Work to complete ::
1. In the article on gateway and secondary markets, what role does Sara Queen hold?
2. From the article on gateway and secondary markets, quote the passage that starts with the words "Are secondary markets" and ends with the words "been highly exaggerated.".

Text under study ::
********

Are secondary markets stealing the lunch—tenants and investor capital—of gateway cities? Not so fast. One key takeaway from the panel discussion “Markets Shift: Are the Lines Blurring between Traditional Gateway Markets and Secondary Cities?” is that the death of the gateway market has been highly exaggerated.
“I really think that a lot of these gateway cities have been getting a bad rap, and I’m happy about that, because it’s allowing us to invest in those markets in a more productive way than we would have otherwise,” said Sara Queen, head of equity strategies for MetLife Investment Management’s Real Estate Group. However, the narrative on the “gateways versus secondaries” battle is somewhat false. In many cases, strategies can be both rather than choosing one over the other, she said.
Figuring out how migration and leasing trends have been changed or accelerated by the pandemic has been top-of-mind for both employers and commercial real estate investors. Investor capital has been flowing to high-growth secondary markets such as Austin, Raleigh, and Nashville for the past several years. However, there is still a solid case for gateway markets despite some of the disruption seen over the past 18 months.
“There is scale that large markets like a Chicago, New York, Boston, and San Francisco offer that you can’t get in growth markets,” said Keith Largay, senior managing director and co-head of the JLL Capital Markets office in Chicago. Gateways also tend to offer more infrastructure, deeper labor pools, and the appeal of 24/7 activity that many people crave.
Investors are looking for clues to potential changes in demand in migration and leasing trends. On the tenant side, the main driver is where do companies find their labor in the most cost-effective way possible, noted Steven Steinmeyer, a senior managing director at JLL. The answer to that varies depending on the industry and type of talent that companies need. “There are a lot of compelling reasons to be in a gateway, and there also are reasons to be in an Austin, if that works for you,” he said. At the end of the day, companies are going to locate in markets where it makes the most sense for their business, he added.
Over the long term, gateway cities are not going anywhere. “The amount of infrastructure and the billions of dollars of real estate that exist in these gateway markets—you can’t compete with that in these emerging markets on scale,” said Stephen Sotoloff, a senior principal of Walton Street Capital. However, investment strategies also vary depending on the investment platform, such as core-plus versus value-add or opportunistic, and there is no disputing the attractive opportunities in high-growth secondary markets.
Secondary markets are definitely coming into their own, Stoloff noted. In fact, all the investments that Walton Street Capital is making right now are concentrated in emerging markets since they are a better play for the firm’s five- to seven-year hold strategy. That does go back to the point that strategies can involve gateways and secondaries when considering the longer-term investment horizon, he added.

********

Data drawn from a collection ::
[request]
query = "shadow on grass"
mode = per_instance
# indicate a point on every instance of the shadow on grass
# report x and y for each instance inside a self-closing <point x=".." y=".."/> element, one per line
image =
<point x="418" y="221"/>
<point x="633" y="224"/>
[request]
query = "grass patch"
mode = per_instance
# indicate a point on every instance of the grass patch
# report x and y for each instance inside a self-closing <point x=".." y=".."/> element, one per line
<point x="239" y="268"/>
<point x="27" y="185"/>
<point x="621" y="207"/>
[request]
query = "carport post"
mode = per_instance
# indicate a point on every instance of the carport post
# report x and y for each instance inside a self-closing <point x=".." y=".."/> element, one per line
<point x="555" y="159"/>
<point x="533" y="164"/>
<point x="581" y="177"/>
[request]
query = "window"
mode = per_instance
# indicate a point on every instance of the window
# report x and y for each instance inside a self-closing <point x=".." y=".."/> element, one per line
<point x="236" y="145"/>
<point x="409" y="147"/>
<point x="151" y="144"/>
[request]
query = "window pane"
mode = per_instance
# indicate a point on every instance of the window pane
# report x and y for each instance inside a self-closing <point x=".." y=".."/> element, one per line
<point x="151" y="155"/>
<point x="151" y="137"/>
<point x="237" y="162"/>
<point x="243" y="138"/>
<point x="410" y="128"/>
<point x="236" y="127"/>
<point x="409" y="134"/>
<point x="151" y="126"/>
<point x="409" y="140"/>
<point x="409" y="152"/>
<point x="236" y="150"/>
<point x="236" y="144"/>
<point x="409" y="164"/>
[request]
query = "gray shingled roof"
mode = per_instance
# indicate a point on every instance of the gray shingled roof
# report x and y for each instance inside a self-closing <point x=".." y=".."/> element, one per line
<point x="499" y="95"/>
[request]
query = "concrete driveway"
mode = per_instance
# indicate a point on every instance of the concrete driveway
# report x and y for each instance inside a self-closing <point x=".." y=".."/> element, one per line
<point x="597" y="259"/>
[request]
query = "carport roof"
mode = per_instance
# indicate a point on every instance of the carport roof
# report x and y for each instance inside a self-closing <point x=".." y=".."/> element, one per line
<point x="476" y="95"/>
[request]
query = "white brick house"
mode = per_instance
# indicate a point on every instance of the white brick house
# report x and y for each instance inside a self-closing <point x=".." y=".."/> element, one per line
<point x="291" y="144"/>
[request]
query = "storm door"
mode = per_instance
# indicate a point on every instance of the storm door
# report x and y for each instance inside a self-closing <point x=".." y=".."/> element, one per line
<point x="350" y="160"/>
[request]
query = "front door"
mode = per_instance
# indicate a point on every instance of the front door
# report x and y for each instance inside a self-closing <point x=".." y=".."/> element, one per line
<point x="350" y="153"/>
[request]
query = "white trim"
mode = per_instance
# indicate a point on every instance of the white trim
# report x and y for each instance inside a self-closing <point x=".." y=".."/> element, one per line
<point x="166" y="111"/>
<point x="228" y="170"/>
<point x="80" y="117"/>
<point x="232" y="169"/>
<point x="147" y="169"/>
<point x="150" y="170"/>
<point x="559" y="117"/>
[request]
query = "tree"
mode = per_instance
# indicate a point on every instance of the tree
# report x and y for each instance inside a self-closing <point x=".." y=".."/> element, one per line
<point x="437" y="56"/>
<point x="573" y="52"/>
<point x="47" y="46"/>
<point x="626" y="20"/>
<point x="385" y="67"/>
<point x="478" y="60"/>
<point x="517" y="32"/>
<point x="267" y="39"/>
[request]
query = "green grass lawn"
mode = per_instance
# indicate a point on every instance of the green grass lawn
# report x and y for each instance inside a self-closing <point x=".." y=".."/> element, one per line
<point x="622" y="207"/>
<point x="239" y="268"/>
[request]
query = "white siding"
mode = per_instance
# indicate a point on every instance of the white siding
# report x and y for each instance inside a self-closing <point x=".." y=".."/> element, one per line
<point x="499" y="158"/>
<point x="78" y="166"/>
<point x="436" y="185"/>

********

Results for each task ::
1. She is head of equity strategies for MetLife Investment Management's Real Estate Group.

2.
Are secondary markets stealing the lunch—tenants and investor capital—of gateway cities? Not so fast. One key takeaway from the panel discussion “Markets Shift: Are the Lines Blurring between Traditional Gateway Markets and Secondary Cities?” is that the death of the gateway market has been highly exaggerated.